Start of Records to process

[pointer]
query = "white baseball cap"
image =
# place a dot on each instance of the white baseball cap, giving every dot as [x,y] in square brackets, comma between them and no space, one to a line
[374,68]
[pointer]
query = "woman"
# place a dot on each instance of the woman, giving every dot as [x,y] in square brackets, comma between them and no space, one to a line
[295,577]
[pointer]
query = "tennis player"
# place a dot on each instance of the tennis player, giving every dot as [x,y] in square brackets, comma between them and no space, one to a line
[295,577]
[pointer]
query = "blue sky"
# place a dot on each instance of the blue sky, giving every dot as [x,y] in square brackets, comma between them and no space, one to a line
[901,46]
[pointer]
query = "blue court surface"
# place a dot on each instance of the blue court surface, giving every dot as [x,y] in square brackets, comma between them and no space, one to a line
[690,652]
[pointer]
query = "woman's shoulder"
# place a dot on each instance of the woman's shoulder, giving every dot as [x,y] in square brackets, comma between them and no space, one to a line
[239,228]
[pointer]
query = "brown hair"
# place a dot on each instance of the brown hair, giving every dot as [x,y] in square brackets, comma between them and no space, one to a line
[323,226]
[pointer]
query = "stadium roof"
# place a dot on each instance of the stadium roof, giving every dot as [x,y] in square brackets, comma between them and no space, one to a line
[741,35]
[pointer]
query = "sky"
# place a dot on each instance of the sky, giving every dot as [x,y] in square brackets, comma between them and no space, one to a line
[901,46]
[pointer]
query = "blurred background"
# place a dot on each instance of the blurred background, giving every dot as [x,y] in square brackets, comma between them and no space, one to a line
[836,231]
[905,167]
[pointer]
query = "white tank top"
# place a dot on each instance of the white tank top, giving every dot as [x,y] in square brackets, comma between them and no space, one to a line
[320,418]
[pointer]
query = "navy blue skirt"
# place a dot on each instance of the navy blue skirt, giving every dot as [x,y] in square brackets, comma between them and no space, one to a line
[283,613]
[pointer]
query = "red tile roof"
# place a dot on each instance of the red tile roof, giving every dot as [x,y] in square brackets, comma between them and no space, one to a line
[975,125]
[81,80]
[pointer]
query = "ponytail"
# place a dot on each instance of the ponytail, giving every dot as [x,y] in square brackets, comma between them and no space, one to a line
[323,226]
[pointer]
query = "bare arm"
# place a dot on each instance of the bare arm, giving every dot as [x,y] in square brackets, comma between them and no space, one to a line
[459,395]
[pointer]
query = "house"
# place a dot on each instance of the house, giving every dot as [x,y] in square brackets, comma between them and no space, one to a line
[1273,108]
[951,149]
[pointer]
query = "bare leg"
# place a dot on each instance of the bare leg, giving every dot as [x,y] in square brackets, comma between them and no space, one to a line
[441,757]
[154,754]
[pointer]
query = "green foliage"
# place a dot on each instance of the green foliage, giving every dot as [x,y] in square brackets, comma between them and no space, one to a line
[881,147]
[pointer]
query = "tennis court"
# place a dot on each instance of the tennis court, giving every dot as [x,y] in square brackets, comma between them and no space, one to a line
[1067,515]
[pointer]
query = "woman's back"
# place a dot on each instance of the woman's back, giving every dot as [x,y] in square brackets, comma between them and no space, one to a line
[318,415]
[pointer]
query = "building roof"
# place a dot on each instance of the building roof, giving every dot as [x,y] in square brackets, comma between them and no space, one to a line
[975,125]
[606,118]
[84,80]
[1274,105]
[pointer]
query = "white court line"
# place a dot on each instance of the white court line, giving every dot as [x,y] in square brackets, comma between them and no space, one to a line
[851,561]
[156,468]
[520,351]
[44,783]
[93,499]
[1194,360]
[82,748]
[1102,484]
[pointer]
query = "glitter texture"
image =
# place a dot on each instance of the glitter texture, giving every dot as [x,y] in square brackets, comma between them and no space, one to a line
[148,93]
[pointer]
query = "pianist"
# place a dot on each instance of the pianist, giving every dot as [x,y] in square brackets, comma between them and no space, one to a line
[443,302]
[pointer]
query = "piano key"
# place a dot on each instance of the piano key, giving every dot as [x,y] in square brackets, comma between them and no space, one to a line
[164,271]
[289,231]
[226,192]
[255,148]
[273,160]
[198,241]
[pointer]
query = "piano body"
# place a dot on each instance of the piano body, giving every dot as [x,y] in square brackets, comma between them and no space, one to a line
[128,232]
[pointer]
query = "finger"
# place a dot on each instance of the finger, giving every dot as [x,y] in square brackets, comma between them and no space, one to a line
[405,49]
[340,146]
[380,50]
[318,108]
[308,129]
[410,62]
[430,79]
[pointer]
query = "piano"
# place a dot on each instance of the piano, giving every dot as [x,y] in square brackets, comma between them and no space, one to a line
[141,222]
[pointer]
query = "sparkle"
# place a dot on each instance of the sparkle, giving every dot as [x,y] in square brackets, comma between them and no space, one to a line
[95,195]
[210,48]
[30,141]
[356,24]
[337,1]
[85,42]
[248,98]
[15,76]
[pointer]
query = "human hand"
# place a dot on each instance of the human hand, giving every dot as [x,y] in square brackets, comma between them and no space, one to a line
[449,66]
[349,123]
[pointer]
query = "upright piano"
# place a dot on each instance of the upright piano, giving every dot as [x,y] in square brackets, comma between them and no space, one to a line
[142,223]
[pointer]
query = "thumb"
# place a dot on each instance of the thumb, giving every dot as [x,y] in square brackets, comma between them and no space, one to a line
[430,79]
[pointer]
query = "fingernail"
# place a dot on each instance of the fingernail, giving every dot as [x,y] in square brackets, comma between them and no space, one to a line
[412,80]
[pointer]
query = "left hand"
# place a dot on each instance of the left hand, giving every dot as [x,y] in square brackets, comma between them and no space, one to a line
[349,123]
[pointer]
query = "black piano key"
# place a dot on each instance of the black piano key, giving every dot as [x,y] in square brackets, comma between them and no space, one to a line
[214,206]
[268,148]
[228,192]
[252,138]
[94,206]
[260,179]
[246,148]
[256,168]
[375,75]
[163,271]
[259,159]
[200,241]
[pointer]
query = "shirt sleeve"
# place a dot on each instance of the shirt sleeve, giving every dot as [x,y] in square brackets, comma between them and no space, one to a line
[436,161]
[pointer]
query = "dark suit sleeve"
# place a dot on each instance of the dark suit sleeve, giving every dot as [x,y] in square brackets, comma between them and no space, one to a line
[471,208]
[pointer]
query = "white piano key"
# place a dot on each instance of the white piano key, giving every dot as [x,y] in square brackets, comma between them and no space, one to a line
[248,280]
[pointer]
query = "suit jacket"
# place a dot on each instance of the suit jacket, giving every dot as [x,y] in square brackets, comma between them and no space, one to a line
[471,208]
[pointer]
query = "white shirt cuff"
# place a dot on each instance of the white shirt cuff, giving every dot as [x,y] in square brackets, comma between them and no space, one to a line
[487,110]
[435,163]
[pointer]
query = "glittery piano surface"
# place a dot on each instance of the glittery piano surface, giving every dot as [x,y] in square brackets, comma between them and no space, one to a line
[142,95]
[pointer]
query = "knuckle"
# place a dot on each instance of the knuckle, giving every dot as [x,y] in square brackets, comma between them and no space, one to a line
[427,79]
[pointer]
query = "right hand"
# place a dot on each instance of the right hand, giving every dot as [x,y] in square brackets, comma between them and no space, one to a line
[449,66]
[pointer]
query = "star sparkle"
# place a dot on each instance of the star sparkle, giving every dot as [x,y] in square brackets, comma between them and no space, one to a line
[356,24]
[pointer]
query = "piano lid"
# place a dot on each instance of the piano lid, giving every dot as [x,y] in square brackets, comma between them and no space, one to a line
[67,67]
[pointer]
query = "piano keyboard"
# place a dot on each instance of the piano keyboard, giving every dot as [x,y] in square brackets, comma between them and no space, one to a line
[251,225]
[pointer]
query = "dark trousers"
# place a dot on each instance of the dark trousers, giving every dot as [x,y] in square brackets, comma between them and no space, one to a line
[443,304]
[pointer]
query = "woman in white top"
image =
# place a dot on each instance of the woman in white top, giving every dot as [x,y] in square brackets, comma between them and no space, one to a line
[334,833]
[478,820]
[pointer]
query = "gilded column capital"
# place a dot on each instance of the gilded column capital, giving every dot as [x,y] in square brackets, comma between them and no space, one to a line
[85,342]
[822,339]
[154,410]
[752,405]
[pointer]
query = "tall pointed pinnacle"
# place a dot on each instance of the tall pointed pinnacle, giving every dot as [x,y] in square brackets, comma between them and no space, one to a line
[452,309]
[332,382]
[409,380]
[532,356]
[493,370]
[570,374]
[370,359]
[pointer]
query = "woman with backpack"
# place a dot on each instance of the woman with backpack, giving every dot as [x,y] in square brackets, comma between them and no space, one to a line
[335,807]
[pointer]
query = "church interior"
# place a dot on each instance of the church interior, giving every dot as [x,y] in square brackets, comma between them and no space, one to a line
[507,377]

End of Records to process

Your reply should be a verbatim retyping of the lines from the one that holds "# place a dot on each instance of the tall" through the last line of the entries.

▶ **Answer to this task**
# place a dot on each instance of the tall pointed pinnacle, giving every dot as [x,y] in square brackets, comma between them and no space, one to a line
[452,309]
[332,382]
[409,380]
[532,356]
[493,370]
[570,374]
[370,359]
[pointer]
query = "woman with backpack"
# place a dot on each instance of the woman with backpack, giving every dot as [x,y] in square brackets, comma between them and no space, one to a line
[335,807]
[pointer]
query = "church interior"
# place a dot on each instance of the church interior, giving every dot as [x,y] in square brackets, comma between them and no space, one to a line
[507,377]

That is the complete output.